Referring expression pointing data:
******

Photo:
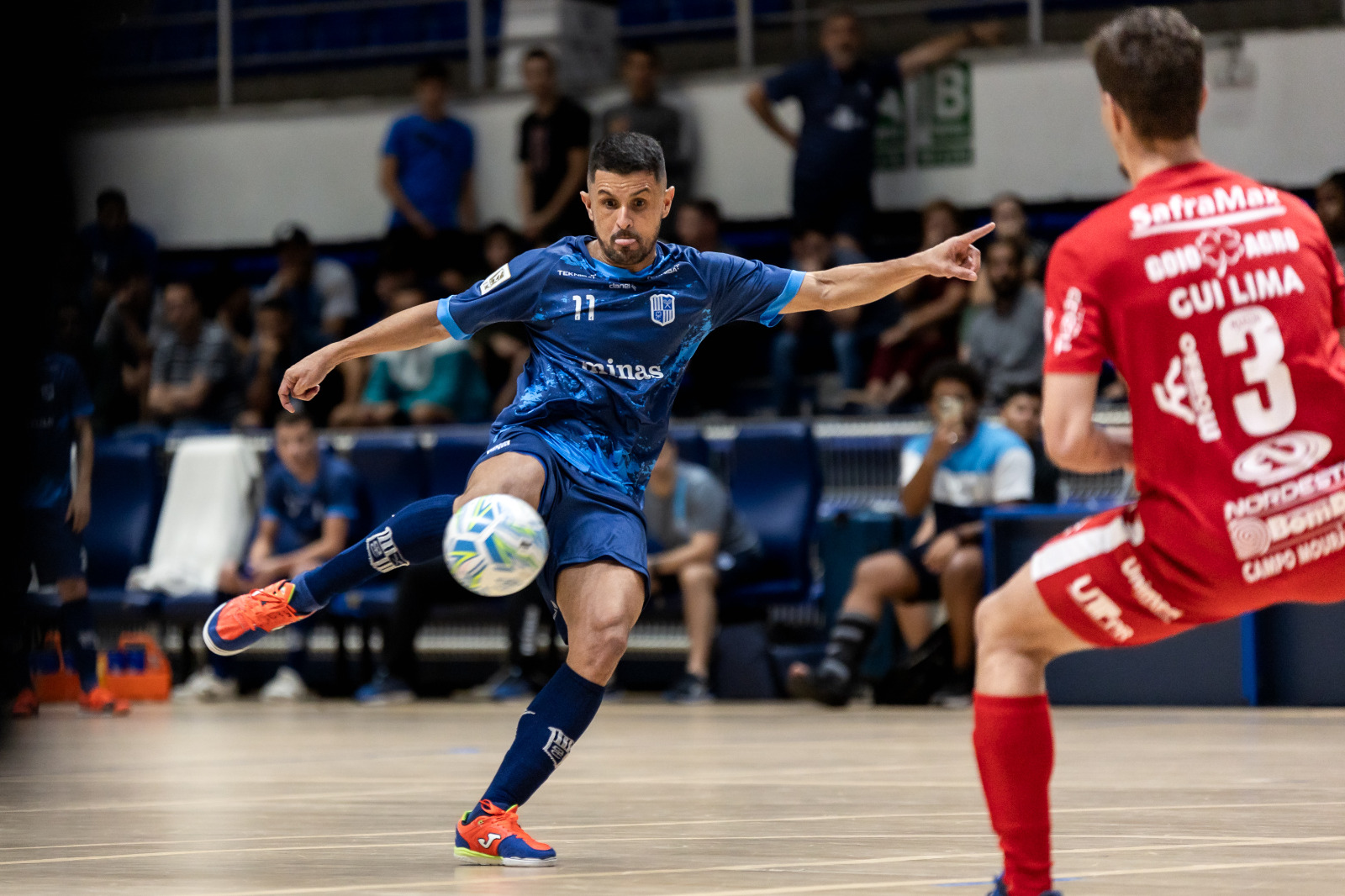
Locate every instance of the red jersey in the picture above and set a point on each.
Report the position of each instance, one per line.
(1219, 300)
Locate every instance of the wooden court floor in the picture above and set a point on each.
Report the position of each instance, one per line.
(709, 801)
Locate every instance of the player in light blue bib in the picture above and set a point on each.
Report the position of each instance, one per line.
(614, 320)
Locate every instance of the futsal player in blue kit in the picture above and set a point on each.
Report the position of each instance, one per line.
(614, 322)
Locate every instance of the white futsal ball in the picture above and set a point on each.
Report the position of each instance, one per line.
(495, 546)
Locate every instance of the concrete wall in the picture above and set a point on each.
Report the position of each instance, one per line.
(228, 179)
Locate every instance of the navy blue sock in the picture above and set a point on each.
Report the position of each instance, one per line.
(546, 732)
(410, 535)
(77, 635)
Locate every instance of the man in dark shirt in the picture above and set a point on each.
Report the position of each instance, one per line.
(646, 113)
(55, 513)
(553, 154)
(427, 174)
(192, 376)
(113, 246)
(840, 93)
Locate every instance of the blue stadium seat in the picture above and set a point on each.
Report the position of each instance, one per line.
(393, 467)
(777, 483)
(452, 458)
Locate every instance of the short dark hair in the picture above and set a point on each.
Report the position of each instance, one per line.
(1015, 245)
(952, 369)
(540, 53)
(111, 197)
(645, 49)
(1031, 389)
(629, 152)
(1152, 61)
(432, 71)
(293, 419)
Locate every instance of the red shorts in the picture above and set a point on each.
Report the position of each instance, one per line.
(1113, 588)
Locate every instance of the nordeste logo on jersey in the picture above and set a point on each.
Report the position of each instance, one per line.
(1279, 458)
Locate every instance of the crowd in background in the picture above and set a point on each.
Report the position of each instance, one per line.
(210, 351)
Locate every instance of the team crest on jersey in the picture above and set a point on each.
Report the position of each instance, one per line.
(662, 308)
(495, 279)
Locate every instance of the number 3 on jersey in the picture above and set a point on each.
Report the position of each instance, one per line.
(578, 302)
(1257, 327)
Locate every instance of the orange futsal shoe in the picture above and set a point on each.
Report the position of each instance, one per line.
(240, 623)
(26, 704)
(100, 700)
(495, 838)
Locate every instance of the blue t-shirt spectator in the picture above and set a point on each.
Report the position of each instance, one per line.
(300, 508)
(62, 397)
(432, 159)
(840, 111)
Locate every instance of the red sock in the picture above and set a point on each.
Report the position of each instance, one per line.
(1015, 751)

******

• _Activity_
Match on "futsal" and copy out every line of the entries that contains it.

• _Answer space_
Locate every instance of the futsal player in blue kit in the picture above and set a point on each.
Locate every instance of the white futsal ball in the picture above and set a point on each.
Locate every instance of the orange futsal shoe in the picture above and set a point on each.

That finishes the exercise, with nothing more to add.